Exercise tasks —
**A)** Answer these from the review of the Robocop remake, one per line:
(i) Where is most of the remake's character development focused?
(ii) What guides every corporate decision made in the remake?
(iii) How long does Murphy spend gradually losing his humanity?
**B)** The review of the Robocop remake names several kinds of ramifications of turning a human being into a robot. List every kind it names.
**C)** Write the next part of the Robocop remake review, picking up after its final sentence.

Passage given —
* * *
In the remake, it’s the reverse. The bulk of the remake’s character development is focused on Alex Murphy’s transformation into a machine, focusing on the various mental, emotional, physical, and ethical ramifications of turning a human being into a mindless robot. I can see how this seemed like a good idea in theory. It takes the basic premise of the original in an entirely new direction, exploring a variety of fascinating new subjects that were only hinted at in the previous film. In practice, however, it deals the remake some heavy, heavy setbacks.

First of all, the “public relations” aspect of Robocop hasn’t gone away. In fact, it’s an omnipresent part of the film. Every single corporate decision made in this movie is guided by how the public will perceive Robocop. This means that instead of showing us the PR circus as the previous film did, the remake is content to have so many characters talking about votes and focus groups ad infinitum. Needless to say, that’s not nearly as interesting.

Secondly, this new structure means that Murphy has to spend half an hour gradually losing his humanity before he spends the next half-hour gaining it back. So the narrative and the character build up a full head of steam heading in one direction, only to suddenly make a full stop and head in the opposite direction at top speed. It’s a feat so impossible that the film had to pull out a bullshit deus ex machina to make the 180-degree face-turn work.
* * *
[Raw records]

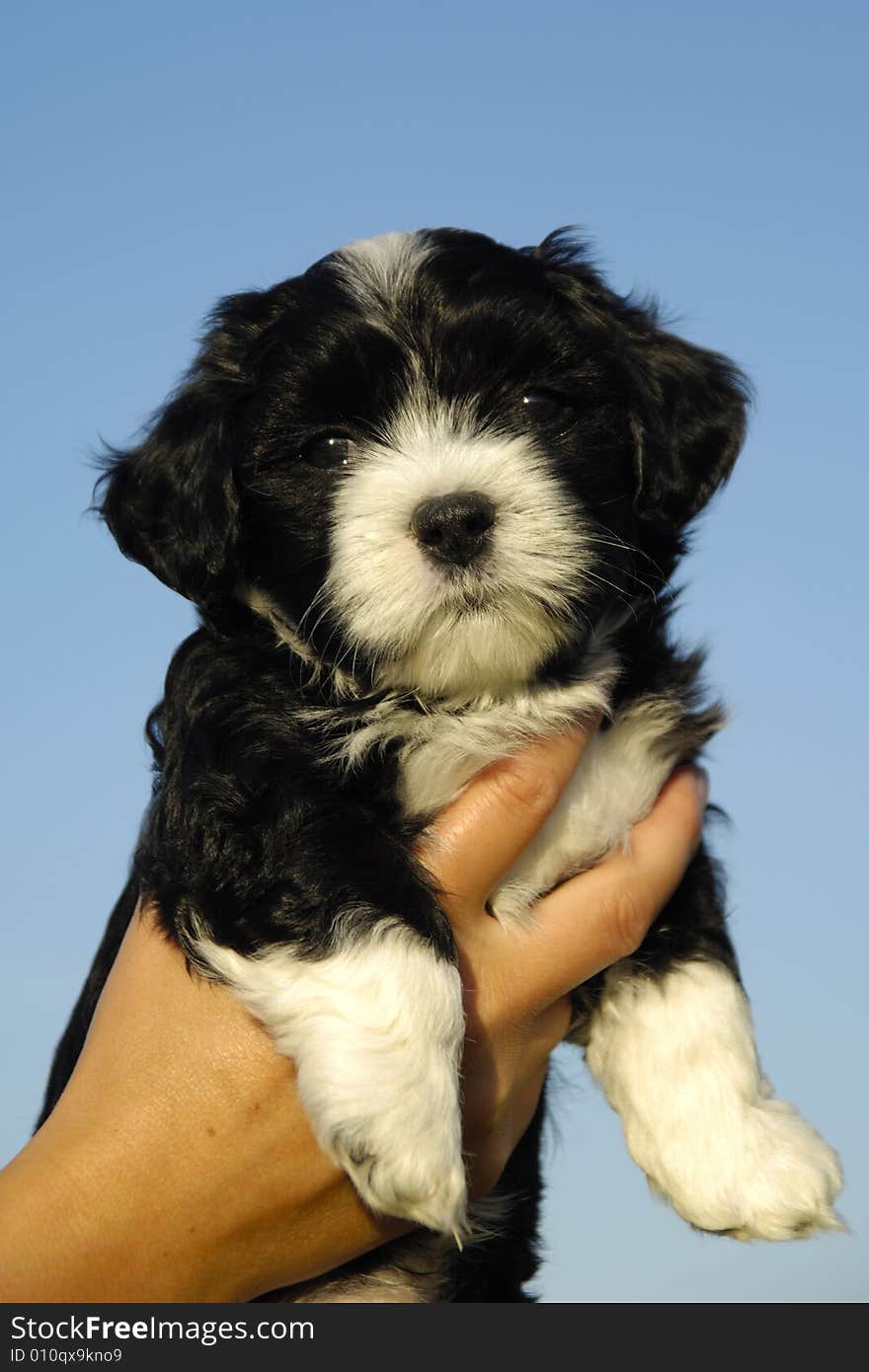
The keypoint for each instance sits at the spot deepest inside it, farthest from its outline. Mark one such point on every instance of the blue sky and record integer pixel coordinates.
(159, 157)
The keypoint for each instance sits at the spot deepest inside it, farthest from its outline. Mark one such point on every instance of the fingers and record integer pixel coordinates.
(477, 840)
(601, 915)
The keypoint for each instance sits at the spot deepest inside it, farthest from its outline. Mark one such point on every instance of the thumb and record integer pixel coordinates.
(477, 838)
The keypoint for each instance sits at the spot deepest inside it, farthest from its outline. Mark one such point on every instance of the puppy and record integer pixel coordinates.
(429, 498)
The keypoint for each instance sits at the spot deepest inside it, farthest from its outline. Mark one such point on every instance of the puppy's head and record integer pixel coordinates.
(433, 460)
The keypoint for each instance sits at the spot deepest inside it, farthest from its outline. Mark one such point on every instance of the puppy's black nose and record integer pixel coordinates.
(453, 527)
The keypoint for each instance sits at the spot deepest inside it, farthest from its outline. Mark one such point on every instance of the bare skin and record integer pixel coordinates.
(179, 1164)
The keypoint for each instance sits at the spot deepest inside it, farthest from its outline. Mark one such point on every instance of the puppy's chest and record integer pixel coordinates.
(616, 782)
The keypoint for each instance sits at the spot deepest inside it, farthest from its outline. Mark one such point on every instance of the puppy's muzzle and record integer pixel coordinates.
(453, 528)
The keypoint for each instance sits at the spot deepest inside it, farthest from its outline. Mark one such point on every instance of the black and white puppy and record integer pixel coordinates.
(429, 498)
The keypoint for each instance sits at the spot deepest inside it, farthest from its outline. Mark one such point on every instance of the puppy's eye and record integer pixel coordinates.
(538, 401)
(334, 450)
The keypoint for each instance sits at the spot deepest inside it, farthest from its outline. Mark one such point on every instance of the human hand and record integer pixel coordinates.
(179, 1164)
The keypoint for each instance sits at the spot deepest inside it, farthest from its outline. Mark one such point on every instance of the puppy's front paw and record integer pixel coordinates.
(677, 1059)
(375, 1030)
(770, 1176)
(407, 1167)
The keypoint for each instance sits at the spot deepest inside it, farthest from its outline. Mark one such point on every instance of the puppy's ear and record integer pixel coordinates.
(172, 501)
(688, 407)
(689, 424)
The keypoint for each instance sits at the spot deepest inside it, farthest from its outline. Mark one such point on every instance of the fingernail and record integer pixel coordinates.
(702, 782)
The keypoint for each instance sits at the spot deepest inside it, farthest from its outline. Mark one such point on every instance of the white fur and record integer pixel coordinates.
(677, 1059)
(378, 269)
(375, 1030)
(442, 632)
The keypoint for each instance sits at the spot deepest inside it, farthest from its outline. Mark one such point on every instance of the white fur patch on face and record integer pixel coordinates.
(375, 1030)
(445, 630)
(677, 1059)
(376, 269)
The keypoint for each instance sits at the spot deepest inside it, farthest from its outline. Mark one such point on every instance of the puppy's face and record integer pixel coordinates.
(434, 461)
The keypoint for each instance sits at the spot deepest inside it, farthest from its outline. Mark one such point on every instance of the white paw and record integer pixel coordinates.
(773, 1179)
(375, 1030)
(409, 1174)
(511, 904)
(677, 1059)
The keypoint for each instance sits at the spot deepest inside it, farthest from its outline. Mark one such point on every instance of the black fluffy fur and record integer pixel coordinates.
(249, 830)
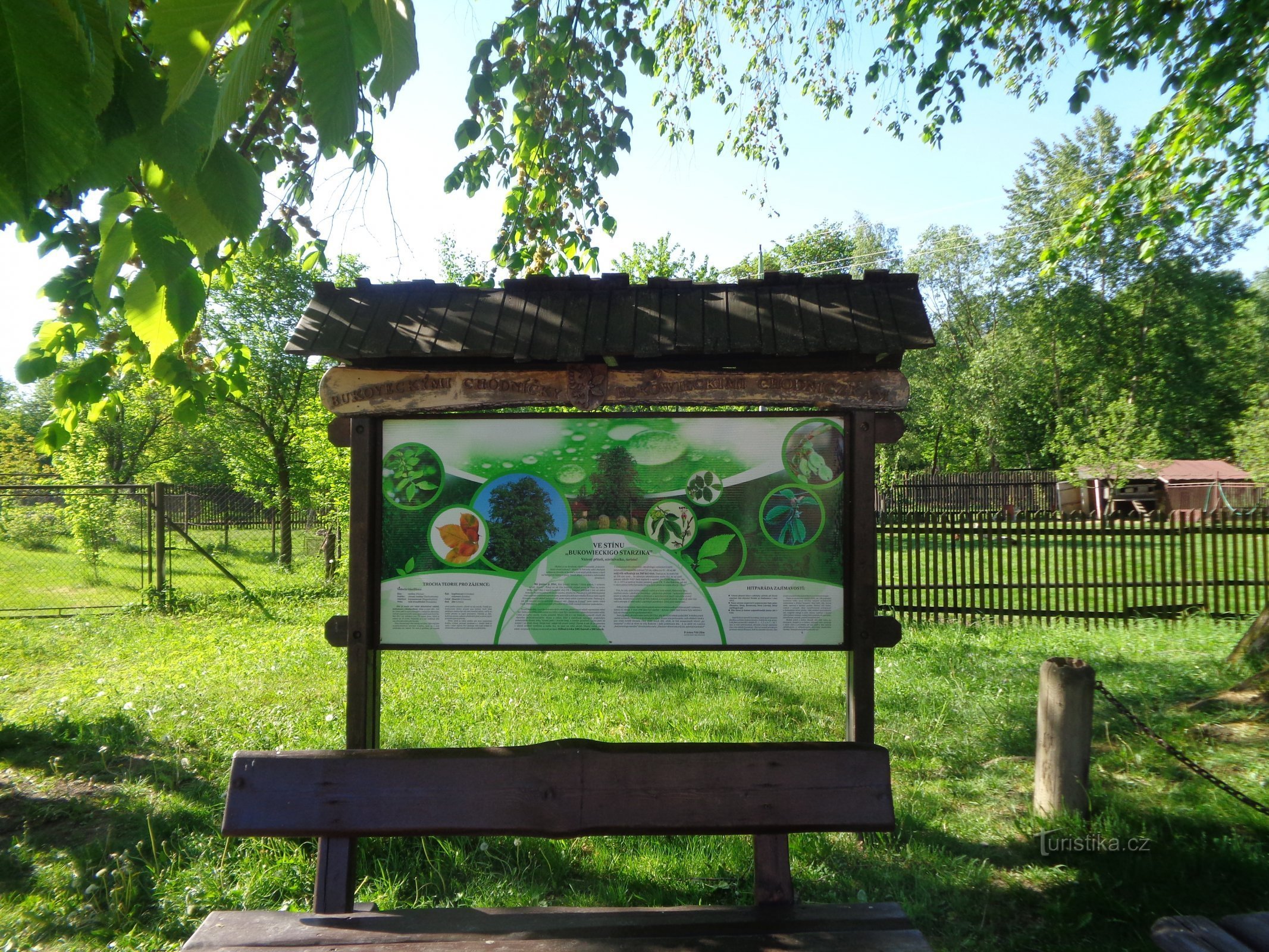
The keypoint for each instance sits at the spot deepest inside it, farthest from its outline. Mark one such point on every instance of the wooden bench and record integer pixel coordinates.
(1246, 932)
(560, 790)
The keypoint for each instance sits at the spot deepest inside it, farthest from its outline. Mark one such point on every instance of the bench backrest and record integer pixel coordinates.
(561, 788)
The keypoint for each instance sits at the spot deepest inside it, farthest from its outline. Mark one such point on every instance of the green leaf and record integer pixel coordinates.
(52, 437)
(395, 23)
(145, 311)
(716, 545)
(187, 31)
(184, 300)
(552, 622)
(234, 187)
(243, 70)
(35, 365)
(656, 601)
(324, 49)
(117, 249)
(165, 253)
(187, 210)
(99, 24)
(468, 134)
(46, 125)
(112, 207)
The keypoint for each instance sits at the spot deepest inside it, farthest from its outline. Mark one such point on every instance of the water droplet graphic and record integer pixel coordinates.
(656, 447)
(625, 431)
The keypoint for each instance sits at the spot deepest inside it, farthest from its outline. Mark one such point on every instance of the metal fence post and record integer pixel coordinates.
(161, 544)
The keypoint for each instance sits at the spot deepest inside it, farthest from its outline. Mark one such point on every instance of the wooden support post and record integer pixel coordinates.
(161, 545)
(773, 882)
(1064, 737)
(337, 856)
(328, 553)
(860, 536)
(337, 863)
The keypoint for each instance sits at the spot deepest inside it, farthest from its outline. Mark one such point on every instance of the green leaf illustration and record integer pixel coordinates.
(776, 512)
(556, 624)
(656, 601)
(716, 545)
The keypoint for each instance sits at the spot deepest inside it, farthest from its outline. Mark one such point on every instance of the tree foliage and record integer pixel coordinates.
(615, 487)
(828, 248)
(1202, 154)
(521, 525)
(139, 137)
(1104, 357)
(262, 430)
(664, 258)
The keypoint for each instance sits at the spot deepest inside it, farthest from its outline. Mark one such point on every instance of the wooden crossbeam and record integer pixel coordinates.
(562, 788)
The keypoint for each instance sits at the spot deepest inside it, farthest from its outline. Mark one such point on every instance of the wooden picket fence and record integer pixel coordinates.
(1050, 566)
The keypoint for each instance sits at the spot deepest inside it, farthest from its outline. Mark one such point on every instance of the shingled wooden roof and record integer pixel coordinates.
(576, 318)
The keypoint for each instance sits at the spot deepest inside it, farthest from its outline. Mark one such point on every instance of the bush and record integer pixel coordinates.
(36, 527)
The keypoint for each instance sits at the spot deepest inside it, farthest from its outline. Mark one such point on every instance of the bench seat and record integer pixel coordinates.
(877, 927)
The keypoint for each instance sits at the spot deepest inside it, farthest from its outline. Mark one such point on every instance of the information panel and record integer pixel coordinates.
(653, 531)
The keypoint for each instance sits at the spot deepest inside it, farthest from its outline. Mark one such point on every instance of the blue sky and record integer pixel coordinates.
(833, 170)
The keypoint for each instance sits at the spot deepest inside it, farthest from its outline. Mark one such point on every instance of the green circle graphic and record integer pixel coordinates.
(803, 460)
(796, 497)
(704, 488)
(668, 508)
(475, 558)
(413, 477)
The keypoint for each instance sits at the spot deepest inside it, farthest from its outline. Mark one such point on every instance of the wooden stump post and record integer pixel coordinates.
(1064, 737)
(328, 554)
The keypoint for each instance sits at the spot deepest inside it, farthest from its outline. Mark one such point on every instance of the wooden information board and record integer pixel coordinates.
(672, 531)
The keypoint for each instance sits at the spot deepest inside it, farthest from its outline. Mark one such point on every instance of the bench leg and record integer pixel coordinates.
(773, 882)
(337, 868)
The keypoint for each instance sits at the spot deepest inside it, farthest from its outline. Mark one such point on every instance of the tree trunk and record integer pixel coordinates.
(1255, 643)
(284, 506)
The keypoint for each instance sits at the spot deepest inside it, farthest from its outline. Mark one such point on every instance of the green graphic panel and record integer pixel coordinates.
(651, 531)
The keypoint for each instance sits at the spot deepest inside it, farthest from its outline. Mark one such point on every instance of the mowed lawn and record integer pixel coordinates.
(117, 734)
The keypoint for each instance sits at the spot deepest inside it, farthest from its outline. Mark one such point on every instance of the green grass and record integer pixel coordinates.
(117, 734)
(56, 575)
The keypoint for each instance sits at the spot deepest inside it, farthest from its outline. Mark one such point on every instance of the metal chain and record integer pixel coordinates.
(1197, 768)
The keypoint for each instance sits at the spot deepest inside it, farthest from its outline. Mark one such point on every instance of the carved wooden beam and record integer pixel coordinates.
(350, 390)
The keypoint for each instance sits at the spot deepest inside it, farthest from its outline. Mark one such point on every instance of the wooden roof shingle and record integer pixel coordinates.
(574, 319)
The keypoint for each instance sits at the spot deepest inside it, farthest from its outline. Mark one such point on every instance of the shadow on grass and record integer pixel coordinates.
(84, 793)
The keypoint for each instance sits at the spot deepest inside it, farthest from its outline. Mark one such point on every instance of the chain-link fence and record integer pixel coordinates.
(217, 531)
(71, 549)
(92, 547)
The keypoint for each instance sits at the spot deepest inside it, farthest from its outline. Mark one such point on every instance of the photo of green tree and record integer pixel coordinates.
(615, 487)
(521, 522)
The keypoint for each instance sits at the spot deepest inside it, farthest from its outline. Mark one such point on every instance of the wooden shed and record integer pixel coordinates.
(1168, 487)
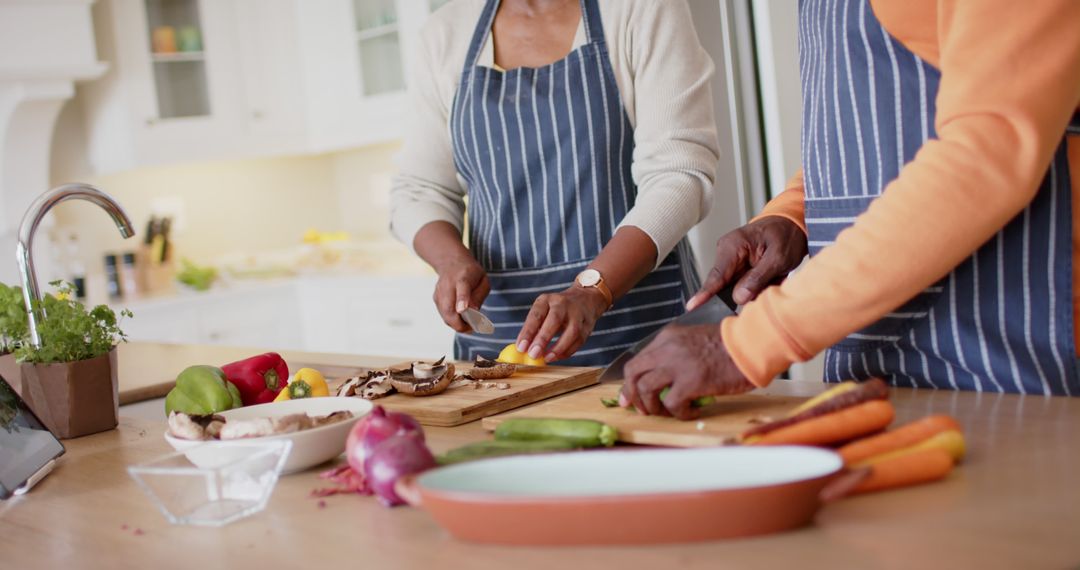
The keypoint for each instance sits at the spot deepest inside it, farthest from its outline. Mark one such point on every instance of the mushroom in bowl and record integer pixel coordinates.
(320, 442)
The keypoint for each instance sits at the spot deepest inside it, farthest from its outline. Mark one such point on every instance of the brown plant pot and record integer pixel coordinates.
(10, 371)
(73, 398)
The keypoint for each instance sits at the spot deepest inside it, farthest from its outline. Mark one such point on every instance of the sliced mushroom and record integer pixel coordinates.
(486, 369)
(374, 384)
(185, 426)
(423, 379)
(377, 388)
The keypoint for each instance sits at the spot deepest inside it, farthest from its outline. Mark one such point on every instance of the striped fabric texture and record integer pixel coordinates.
(999, 322)
(545, 153)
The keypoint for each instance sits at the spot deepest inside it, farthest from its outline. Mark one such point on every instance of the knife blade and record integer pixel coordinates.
(477, 321)
(709, 313)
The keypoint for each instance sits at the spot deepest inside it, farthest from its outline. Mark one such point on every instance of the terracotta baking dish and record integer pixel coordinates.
(635, 497)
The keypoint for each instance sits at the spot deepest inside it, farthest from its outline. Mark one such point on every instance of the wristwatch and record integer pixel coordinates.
(592, 279)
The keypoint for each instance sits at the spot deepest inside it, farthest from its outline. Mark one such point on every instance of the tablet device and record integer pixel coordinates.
(27, 448)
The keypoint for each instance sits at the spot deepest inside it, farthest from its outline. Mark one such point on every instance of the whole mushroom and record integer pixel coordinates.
(423, 379)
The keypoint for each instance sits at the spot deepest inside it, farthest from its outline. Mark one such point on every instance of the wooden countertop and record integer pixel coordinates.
(1014, 503)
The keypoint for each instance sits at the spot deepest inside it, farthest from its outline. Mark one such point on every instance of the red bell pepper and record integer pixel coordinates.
(259, 378)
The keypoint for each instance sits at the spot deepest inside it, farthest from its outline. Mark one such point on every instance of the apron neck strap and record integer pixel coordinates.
(590, 16)
(594, 26)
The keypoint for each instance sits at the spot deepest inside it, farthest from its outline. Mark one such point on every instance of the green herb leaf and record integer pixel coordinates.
(69, 333)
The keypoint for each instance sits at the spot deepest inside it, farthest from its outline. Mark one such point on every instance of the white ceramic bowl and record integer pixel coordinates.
(310, 447)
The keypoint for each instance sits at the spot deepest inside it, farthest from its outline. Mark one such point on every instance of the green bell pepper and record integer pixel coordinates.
(202, 390)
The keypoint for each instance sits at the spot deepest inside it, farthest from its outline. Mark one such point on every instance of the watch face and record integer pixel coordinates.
(589, 277)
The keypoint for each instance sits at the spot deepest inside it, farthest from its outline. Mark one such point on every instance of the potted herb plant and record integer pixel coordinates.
(13, 330)
(70, 380)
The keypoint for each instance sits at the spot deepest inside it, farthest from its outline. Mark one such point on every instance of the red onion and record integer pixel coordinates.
(373, 430)
(392, 459)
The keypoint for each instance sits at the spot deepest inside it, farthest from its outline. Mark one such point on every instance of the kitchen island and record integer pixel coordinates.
(1013, 503)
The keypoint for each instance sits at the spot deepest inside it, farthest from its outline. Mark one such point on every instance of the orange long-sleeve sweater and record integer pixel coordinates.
(1010, 83)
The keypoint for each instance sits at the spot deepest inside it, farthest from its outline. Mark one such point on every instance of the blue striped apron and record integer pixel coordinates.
(1002, 320)
(545, 154)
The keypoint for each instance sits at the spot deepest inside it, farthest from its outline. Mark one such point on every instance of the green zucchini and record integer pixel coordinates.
* * *
Answer list —
**A)**
(i) On Alex Murphy's transformation into a machine
(ii) How the public will perceive Robocop
(iii) Half an hour

**B)** Mental, emotional, physical, ethical

**C)**
This approach ruins the pacing beyond repair, especially since the narrative effectively grinds to a halt while Robocop is in development. It’s really hard to care about all the testing happening in China when we know that Murphy’s loved ones and villains are over in Detroit. The film tries to utilize some work-arounds, but it’s not the same. I don’t want to see fight simulations when Robocop could be facing actual bad guys, I don’t want to see Murphy make Skype calls to his wife when he could be trying to comfort her in person, and I don’t want to see Robocop reading the Detroit news when he could be making the Detroit news.

One last note on the subject of the film’s thematic matter: It’s not the least bit interesting or subtle or subversive, especially when compared to the original. For example, there’s a point early in the film when a man is learning to play the guitar with a pair of mechanical arms. He does beautifully at first, until his emotions change his brain chemistry enough to jar the prosthetic fingers. As such, the character’s emotions are put in direct competition with the machinery, such that they can’t work together. That’s about as subtle as the film ever gets.

It’s worth noting how the plot starts to completely unravel when Robocop arrives and starts patrolling the streets. The moment Robocop starts showing signs that he isn’t working out as expected, the characters’ motivations and development get twisted every which way to suit the needs of the plot. I’m sure the filmmakers would have you believe that the characters are acting irrationally because Robocop is so new and no one at OmniCorp had any idea what they were getting themselves into. But knowing what I do about these characters, I’m more inclined to believe that the filmmakers were out of their depth, without any clue about how to express their ideas in a plot-coherent way.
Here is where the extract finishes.